• EXERCISE TASK
Please repeat everything in the photo critique from "#1: Real nice!" down to "with this one!", word for word.

• SELECTED TEXT
I think you did a real fine job! Especially for a first effort! Mind some constructive criticism?

#1: Real nice! I'm usually not a fan of the horizon running downhill, but somehow it works for this pic. You have placed their hands very well; human hands are generally ugly. Nice little sparkle to the eyes, did you use fill flash or a reflector? As the photographer, you're in charge of appearance; have the young man tuck in his shirt (back). Have the young lady run a brush through her hair just before the shot to blend/smooth it. You blurred the background quite nicely and it really makes the couple stand out! I'll bet you were very pleased with this one!

#2: Cute! Love how she kicked up her foot! Try not to photograph the back of a ladies hand; have her rotate it slightly so it presents the edge. He looks stiff; as if he's trying to pull away from her. Have him cock his head slightly toward her. His hand looks awkward; it should be somewhere or doing something. Have him drop it in his trouser pocket, rest it on her hip, grab her sash, just something... Try not to cut part of the body if you don't have to; his left shoe... Nice job on the background and making the couple stand out from it!

• INFORMATION SUPPLIED
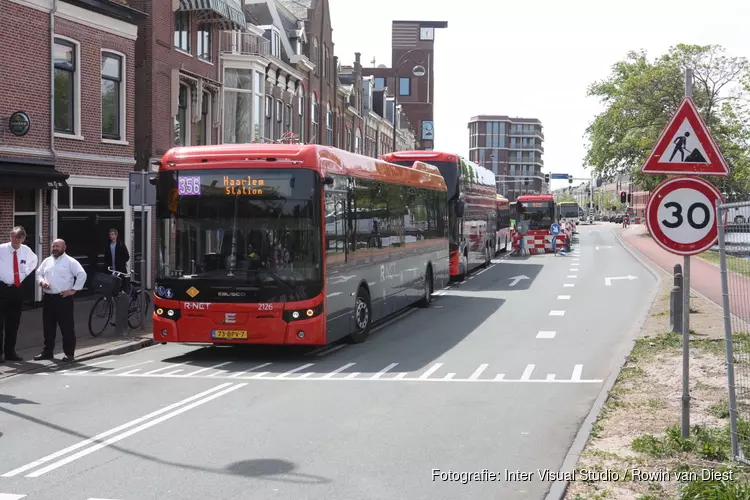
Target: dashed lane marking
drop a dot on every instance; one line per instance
(303, 373)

• TASK ANSWER
#1: Real nice! I'm usually not a fan of the horizon running downhill, but somehow it works for this pic. You have placed their hands very well; human hands are generally ugly. Nice little sparkle to the eyes, did you use fill flash or a reflector? As the photographer, you're in charge of appearance; have the young man tuck in his shirt (back). Have the young lady run a brush through her hair just before the shot to blend/smooth it. You blurred the background quite nicely and it really makes the couple stand out! I'll bet you were very pleased with this one!